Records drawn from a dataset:
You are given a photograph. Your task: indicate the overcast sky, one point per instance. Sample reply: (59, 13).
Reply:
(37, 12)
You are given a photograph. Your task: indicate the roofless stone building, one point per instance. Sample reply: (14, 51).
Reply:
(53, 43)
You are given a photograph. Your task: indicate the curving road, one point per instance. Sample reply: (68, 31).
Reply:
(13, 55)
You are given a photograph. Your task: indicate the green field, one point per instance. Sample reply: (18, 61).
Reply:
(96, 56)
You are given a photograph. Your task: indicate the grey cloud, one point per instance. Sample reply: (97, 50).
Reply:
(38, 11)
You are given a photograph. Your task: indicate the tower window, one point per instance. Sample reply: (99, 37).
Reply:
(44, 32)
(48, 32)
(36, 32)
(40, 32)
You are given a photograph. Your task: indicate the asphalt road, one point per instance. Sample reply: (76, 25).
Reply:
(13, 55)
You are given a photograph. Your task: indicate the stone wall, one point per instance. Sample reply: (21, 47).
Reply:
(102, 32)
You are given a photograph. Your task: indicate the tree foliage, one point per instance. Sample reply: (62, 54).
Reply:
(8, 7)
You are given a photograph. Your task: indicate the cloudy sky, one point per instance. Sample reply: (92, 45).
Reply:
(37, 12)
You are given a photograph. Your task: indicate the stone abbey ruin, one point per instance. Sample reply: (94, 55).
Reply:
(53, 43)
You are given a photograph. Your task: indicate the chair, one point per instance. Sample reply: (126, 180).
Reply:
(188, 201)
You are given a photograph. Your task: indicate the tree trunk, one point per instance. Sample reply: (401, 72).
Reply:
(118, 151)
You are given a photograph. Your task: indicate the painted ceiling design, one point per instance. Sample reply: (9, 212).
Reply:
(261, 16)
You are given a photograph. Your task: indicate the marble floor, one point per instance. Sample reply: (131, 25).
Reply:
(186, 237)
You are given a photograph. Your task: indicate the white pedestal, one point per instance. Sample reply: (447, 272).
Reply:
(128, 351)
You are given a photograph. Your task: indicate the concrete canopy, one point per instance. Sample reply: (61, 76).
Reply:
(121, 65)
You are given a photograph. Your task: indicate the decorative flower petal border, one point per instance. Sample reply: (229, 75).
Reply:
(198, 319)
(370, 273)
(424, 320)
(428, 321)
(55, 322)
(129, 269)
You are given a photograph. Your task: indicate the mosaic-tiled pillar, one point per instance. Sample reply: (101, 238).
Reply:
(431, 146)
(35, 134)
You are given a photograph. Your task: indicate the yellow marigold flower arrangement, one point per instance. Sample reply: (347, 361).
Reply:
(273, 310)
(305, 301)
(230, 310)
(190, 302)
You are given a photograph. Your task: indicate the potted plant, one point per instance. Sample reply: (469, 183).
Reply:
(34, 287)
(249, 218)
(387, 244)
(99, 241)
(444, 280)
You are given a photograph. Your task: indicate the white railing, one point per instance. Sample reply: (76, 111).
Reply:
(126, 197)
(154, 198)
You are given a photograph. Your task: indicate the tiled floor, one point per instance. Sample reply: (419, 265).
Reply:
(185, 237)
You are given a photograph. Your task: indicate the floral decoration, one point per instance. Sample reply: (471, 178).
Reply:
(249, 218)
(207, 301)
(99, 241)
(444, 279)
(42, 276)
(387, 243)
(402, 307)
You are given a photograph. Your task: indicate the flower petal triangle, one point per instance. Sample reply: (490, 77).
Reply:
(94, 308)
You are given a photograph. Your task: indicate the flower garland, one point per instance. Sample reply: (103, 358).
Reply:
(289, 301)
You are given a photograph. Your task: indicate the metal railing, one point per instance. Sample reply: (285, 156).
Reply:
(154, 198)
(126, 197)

> **ASSIGNED TASK**
Each line above with the string "white" should be reported in full.

> **RESPONSE BELOW**
You are given a photograph. Your task: indicate the white pedestal, one point per instance. Sample reply: (447, 272).
You are given a photograph. Your task: indicate the white railing, one point per instance. Sample reply: (76, 111).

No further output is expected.